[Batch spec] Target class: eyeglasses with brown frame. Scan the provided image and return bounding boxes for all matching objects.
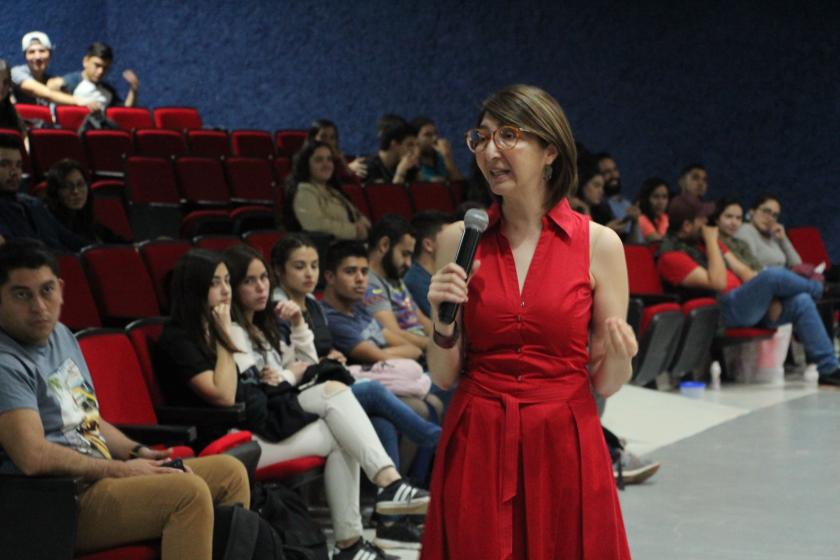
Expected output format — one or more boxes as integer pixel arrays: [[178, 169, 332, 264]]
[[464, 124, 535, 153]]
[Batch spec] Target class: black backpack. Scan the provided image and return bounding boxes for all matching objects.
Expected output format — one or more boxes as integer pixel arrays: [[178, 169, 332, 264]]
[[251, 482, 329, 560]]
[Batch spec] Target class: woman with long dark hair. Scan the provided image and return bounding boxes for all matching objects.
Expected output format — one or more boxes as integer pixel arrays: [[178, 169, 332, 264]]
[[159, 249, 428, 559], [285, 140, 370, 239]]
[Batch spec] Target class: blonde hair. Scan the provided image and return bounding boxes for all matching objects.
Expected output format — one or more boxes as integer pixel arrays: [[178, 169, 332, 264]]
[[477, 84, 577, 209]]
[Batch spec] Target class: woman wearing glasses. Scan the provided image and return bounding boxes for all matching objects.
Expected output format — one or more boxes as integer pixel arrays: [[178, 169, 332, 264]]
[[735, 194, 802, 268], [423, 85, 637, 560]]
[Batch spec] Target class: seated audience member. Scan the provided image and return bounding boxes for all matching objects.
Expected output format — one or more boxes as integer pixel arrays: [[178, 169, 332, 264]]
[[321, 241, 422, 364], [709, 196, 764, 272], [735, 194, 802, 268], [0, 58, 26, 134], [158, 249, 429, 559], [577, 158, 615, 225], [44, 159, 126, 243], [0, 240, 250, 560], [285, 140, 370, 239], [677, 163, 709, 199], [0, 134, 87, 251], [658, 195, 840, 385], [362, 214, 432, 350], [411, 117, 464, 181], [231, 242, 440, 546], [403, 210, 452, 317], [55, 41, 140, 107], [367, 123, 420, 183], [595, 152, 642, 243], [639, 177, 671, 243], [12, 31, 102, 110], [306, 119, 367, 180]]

---*---

Present all of the data above as a two-column CSV with the headers prompt_text and expected_boxes, one row per answer. Put the text that precedes each answer and the answer itself in one quoted field each, replace line breaks with spaces, and leave the pictures out.

prompt_text,expected_boxes
"[Batch spec] Target class: eyeglasses with brown frame. Scan the provided image and return bounding boxes for all matching objects. Expected output format — one or more boxes as integer pixel arrays: [[178, 169, 332, 264]]","[[464, 124, 535, 153]]"
"[Batch spec] Target class: black backpack. Scan the provided image and return bounding boxes for all matching objects. Expected output format — one or more boxes as integer pixel arrays: [[178, 169, 332, 264]]","[[251, 482, 329, 560]]"
"[Batch spec] Target class: woman with long dark hair. Scan the provided image and return bounding boxes for all matching objects. Expected output format — one or more boxes as integer pixel arrays: [[178, 169, 332, 264]]","[[159, 249, 428, 559], [285, 140, 370, 239]]"
"[Batch spec] Target class: blonde hair. Scan the provided image and return bounding boxes for all matching objects. Expected output format — one or more boxes as integer pixel arrays: [[178, 169, 332, 264]]","[[477, 84, 577, 209]]"
"[Batch spec] Target class: woman wearing glasses. Scan the provided image and return bounding boxes for all matching objects. Expected output format — one or more boxes as integer pixel arrays: [[178, 169, 332, 264]]","[[735, 194, 802, 268], [423, 85, 637, 560]]"
"[Batch spec] Target class: seated audience member. Scan the provided image and return bounding boxes for all matching objects. Expected output format — one or more boxes as integer pixel arrays: [[178, 169, 332, 264]]","[[321, 241, 422, 364], [709, 196, 764, 272], [735, 194, 802, 268], [0, 58, 26, 134], [158, 249, 429, 559], [577, 158, 615, 225], [44, 159, 126, 243], [0, 240, 250, 560], [285, 140, 370, 239], [677, 163, 709, 199], [0, 134, 87, 251], [658, 195, 840, 385], [362, 214, 432, 350], [411, 117, 464, 181], [231, 242, 440, 546], [403, 210, 452, 317], [55, 41, 140, 107], [367, 123, 420, 183], [595, 152, 642, 243], [639, 177, 671, 243], [12, 31, 102, 110], [306, 119, 367, 180]]"